* Materials provided *

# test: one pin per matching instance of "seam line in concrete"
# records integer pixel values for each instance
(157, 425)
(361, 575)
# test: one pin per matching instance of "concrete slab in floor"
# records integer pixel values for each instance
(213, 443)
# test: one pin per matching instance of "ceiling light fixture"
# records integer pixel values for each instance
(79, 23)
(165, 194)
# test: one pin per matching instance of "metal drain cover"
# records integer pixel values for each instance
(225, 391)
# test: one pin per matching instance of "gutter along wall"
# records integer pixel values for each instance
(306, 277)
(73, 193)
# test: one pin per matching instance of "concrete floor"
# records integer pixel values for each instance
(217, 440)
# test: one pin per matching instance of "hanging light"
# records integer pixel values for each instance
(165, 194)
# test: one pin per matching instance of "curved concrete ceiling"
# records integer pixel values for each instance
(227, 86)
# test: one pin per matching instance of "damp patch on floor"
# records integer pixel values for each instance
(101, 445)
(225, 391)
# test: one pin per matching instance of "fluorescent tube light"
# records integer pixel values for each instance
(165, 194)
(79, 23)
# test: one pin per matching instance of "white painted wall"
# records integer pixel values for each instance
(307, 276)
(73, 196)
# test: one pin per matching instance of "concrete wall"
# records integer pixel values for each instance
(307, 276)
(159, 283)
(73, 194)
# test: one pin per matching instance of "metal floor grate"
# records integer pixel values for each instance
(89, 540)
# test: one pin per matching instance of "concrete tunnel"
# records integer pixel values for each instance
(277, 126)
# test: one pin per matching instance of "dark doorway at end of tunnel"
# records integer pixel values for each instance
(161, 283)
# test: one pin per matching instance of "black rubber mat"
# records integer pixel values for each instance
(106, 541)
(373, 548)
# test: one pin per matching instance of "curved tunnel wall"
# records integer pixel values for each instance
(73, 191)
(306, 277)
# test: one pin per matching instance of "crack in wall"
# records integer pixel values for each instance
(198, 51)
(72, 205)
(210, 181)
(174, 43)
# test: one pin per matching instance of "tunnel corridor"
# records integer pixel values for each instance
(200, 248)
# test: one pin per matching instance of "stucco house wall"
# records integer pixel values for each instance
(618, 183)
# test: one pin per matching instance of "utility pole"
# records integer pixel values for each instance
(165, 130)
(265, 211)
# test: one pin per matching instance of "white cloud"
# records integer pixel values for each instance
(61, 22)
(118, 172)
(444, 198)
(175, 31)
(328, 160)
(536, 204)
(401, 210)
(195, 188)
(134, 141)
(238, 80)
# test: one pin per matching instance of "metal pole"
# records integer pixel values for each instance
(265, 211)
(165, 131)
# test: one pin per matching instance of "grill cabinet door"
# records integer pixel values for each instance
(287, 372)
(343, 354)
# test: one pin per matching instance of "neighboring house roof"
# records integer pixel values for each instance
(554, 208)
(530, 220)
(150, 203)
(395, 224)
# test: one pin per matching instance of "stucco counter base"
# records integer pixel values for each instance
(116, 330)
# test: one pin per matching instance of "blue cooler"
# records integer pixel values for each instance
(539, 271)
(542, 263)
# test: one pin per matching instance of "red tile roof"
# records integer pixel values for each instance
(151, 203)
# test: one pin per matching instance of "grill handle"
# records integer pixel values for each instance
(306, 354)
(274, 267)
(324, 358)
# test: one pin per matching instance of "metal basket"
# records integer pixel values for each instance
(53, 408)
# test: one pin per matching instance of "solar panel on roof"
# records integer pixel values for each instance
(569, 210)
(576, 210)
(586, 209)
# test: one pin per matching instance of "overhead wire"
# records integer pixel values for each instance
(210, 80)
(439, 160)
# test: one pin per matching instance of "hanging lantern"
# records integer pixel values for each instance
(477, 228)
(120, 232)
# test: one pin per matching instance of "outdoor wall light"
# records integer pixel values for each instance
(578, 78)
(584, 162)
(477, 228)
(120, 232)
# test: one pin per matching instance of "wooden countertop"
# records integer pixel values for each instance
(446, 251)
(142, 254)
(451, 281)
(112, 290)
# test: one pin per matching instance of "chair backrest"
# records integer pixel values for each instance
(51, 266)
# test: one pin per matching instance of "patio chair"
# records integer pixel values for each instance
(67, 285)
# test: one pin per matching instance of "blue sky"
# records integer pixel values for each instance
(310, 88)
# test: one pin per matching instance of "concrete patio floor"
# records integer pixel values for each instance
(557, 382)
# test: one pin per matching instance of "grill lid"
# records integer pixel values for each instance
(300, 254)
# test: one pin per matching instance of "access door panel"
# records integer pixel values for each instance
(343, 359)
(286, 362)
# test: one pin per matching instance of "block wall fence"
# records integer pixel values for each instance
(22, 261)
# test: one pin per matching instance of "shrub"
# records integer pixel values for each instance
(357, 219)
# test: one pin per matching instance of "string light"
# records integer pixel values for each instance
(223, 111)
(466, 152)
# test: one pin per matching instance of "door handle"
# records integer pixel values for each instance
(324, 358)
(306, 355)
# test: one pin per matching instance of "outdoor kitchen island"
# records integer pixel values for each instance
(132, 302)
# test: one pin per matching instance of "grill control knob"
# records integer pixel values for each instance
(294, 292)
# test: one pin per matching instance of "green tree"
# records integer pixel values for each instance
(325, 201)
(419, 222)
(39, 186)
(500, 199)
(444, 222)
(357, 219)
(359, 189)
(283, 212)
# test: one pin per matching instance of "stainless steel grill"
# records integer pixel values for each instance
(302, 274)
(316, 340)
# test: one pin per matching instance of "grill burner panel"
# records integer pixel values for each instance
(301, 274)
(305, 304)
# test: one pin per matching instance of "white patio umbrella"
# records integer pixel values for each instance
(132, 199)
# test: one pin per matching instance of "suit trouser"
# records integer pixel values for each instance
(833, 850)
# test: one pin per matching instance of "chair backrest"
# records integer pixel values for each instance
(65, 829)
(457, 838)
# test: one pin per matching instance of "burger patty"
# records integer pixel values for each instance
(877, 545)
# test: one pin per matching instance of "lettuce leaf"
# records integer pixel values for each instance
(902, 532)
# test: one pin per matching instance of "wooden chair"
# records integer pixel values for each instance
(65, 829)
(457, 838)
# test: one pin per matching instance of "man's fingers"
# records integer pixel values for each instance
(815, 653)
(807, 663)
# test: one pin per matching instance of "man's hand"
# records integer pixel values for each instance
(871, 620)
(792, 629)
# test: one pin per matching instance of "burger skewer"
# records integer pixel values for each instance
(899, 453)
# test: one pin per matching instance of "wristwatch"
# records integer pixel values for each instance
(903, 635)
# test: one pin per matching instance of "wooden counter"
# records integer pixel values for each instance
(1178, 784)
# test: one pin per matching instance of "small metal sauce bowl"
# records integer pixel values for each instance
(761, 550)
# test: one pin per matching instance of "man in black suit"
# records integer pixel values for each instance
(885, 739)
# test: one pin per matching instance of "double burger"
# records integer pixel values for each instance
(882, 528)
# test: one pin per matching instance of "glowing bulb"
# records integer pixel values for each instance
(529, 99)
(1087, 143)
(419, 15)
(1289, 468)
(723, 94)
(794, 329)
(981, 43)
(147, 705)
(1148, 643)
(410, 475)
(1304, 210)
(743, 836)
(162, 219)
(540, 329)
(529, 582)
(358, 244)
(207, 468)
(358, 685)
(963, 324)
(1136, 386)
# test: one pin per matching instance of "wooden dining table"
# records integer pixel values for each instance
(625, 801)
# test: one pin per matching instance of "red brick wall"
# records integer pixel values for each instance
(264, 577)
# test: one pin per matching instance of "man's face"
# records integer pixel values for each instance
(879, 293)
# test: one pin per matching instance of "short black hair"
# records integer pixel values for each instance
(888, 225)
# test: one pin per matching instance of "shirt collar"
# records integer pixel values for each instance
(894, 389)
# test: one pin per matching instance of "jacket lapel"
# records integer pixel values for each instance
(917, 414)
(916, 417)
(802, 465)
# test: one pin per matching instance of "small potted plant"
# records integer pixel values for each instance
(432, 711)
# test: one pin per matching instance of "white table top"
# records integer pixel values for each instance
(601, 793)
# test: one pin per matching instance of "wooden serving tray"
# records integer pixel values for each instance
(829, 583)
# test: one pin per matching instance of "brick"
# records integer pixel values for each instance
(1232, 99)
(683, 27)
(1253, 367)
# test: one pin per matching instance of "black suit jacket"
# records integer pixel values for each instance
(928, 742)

* What you have to do *
How many lines in the items above contain the string "table"? Reply with the number only.

* Full response *
2